Page extract »
The Wrenching Continues

by Andy

I like working on cars, really I do. But this weekend, I have really had enough. I don’t know if this is a “family” website or not, so I am going to withhold the raw words that express my frustration. Instead, I’ll stick to the facts.

Fact #1: My Dad has been incredibly imperative to this entire process. If I did not have his help, I don’t think the car would be ready in time, or I may have even given up. Thank you Dad.

Fact #2: Having a loving and supporting wife is extremely important. I have asked a lot of her lately, and she has always stepped up to the plate and supported me. This weekend especially, with her training for the Avon walk taking up a lot of her time and energy. After a 17 mile walk on Saturday, and another 8 on Sunday, she still found the energy to make an awesome dinner for me while I cursed away in my garage.

Fact#3: Just when you think you are almost done, you find out you were really frickin wrong. And I’d like to expand on this fact a bit. Oh, and from here on out, it may not be family safe.

On Saturday morning, my Dad and I began what we planned would be an aggressive but light-hearted attack on completing the ChumpCar. The list was not long: Put some stickers on, get the new rotors and brake pads put on, install an oil cooler and cooling fan, re-wire the fog lights with a disconnect, paint the wheels white, and get the new tires mounted. Oh, and change the oil.

We started of with the vinyl Subaru World Rally Team logos. They were kind of a pain, but eh, they are stuck on there now.

Supplied records »
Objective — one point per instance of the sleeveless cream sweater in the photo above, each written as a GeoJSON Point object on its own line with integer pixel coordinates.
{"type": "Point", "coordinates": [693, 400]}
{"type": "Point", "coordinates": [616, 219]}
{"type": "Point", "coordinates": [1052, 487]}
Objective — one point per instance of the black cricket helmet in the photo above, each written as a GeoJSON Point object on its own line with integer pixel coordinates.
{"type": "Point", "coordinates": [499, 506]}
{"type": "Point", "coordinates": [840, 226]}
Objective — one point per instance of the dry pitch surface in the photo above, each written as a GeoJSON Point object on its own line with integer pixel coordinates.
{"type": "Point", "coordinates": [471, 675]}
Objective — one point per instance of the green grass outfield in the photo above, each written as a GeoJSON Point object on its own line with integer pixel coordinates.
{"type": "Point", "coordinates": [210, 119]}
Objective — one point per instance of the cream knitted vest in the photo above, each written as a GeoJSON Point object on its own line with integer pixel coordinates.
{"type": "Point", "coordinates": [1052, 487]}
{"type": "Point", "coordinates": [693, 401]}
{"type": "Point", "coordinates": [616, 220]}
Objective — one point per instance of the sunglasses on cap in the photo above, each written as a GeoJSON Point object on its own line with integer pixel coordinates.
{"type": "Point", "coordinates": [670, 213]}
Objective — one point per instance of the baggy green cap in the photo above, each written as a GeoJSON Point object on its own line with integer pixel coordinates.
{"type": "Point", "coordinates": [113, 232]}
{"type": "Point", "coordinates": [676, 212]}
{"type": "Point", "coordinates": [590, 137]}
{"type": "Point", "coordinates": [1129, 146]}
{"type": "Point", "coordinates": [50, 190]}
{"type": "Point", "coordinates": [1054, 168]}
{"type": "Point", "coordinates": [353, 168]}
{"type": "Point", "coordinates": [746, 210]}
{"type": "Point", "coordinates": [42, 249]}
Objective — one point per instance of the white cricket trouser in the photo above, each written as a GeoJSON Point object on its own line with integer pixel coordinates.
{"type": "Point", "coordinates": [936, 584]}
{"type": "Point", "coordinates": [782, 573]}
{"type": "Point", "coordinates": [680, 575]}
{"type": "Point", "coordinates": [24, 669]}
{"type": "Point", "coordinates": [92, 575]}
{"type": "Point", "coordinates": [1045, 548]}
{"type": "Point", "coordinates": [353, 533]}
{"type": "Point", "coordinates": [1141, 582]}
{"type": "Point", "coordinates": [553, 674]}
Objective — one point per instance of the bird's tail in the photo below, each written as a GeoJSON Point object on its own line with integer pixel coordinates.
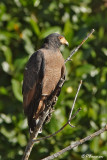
{"type": "Point", "coordinates": [32, 112]}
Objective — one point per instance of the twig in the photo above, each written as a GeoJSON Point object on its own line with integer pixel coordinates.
{"type": "Point", "coordinates": [75, 100]}
{"type": "Point", "coordinates": [34, 135]}
{"type": "Point", "coordinates": [77, 143]}
{"type": "Point", "coordinates": [51, 135]}
{"type": "Point", "coordinates": [69, 120]}
{"type": "Point", "coordinates": [76, 49]}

To be done »
1. Translate this sentence from the blog post into Spanish: "I like working on cars, really I do."
2. Print the blog post word for word from "Fact #1: My" to "be family safe.".

The answers »
1. Me gusta trabajar en autos, de verdad que sí.

2.
Fact #1: My Dad has been incredibly imperative to this entire process. If I did not have his help, I don’t think the car would be ready in time, or I may have even given up. Thank you Dad.

Fact #2: Having a loving and supporting wife is extremely important. I have asked a lot of her lately, and she has always stepped up to the plate and supported me. This weekend especially, with her training for the Avon walk taking up a lot of her time and energy. After a 17 mile walk on Saturday, and another 8 on Sunday, she still found the energy to make an awesome dinner for me while I cursed away in my garage.

Fact#3: Just when you think you are almost done, you find out you were really frickin wrong. And I’d like to expand on this fact a bit. Oh, and from here on out, it may not be family safe.